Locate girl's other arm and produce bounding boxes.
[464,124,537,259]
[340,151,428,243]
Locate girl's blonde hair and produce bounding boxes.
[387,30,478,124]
§
- REQUIRED TASK -
Can you restate the data above word for word, every line as it appears?

- OUTPUT BELOW -
Locate girl's other arm and produce bounding boxes.
[464,124,537,259]
[340,151,428,243]
Locate girl's blonde hair and produce bounding boxes.
[387,30,478,124]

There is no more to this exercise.